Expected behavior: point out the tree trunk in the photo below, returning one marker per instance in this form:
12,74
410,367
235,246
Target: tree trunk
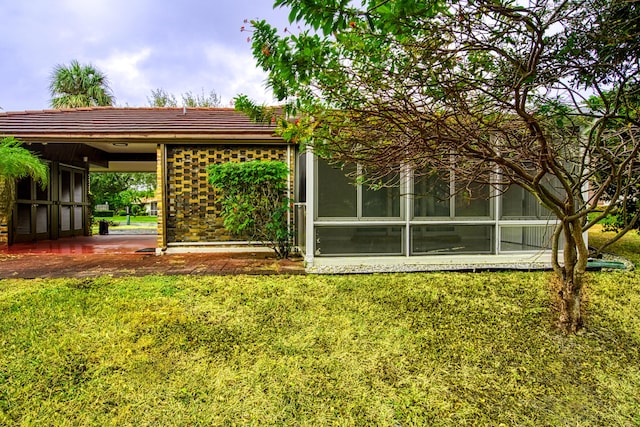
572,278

* * *

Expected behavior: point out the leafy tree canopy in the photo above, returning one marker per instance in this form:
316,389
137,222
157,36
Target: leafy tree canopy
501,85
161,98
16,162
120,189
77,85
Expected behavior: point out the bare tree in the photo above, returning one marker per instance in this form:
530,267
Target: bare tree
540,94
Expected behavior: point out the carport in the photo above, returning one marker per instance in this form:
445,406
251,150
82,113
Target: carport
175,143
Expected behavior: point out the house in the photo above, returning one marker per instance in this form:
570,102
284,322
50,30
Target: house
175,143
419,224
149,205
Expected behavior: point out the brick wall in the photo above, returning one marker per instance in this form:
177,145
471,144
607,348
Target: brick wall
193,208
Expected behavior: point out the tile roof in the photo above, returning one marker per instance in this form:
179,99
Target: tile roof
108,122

--

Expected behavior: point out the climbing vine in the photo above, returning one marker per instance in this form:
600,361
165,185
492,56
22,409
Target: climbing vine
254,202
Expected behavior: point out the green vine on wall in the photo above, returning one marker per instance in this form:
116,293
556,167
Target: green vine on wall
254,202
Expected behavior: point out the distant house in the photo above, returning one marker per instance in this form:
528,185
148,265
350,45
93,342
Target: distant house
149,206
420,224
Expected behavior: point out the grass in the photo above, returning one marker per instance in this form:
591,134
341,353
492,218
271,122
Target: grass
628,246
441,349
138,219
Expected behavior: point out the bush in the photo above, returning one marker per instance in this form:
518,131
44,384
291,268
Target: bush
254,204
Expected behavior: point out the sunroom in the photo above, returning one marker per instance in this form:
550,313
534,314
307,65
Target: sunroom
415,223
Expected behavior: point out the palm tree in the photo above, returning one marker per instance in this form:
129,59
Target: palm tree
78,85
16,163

**Your instructions**
How many lines in the entries above contain the string "brick"? Reply with the number alone.

**Problem solution**
2